TASK INPUTS:
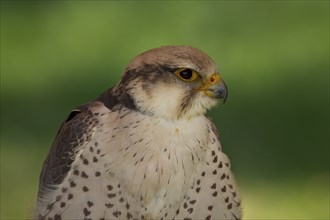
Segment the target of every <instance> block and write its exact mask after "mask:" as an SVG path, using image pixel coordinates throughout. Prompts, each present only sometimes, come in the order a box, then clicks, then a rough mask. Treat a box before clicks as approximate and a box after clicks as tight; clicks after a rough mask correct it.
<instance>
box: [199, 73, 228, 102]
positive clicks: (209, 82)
mask: <svg viewBox="0 0 330 220" xmlns="http://www.w3.org/2000/svg"><path fill="white" fill-rule="evenodd" d="M197 90H200V91H203V92H204V93H205V94H206V95H207V96H209V97H211V98H216V99H223V103H225V102H226V100H227V97H228V90H227V86H226V84H225V82H224V81H223V80H222V79H221V78H220V75H219V74H217V73H214V74H212V75H211V76H209V77H208V79H207V81H206V82H205V83H204V85H203V86H201V87H200V88H198V89H197Z"/></svg>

WORK ORDER: Print the records verbatim, without pictures.

RESULT OF THE EXERCISE:
Segment the target of every <instance> block and write its exact mask after "mask:" as an SVG path, using image pixel coordinates throughout. Prompts, each present only sometimes, come in the order a box, then clicks, then a rough mask. Treat a box before clicks as approximate and a box after clicks as tight; clicks after a rough mask correct it.
<instance>
box: [199, 73, 228, 102]
positive clicks: (209, 82)
mask: <svg viewBox="0 0 330 220" xmlns="http://www.w3.org/2000/svg"><path fill="white" fill-rule="evenodd" d="M197 90H200V91H203V92H204V93H205V94H206V95H207V96H209V97H211V98H216V99H223V103H225V102H226V100H227V97H228V90H227V86H226V84H225V82H224V81H223V80H222V79H221V78H220V75H219V74H217V73H214V74H212V75H211V76H209V77H208V79H207V81H206V82H205V83H204V85H203V86H201V87H200V88H198V89H197Z"/></svg>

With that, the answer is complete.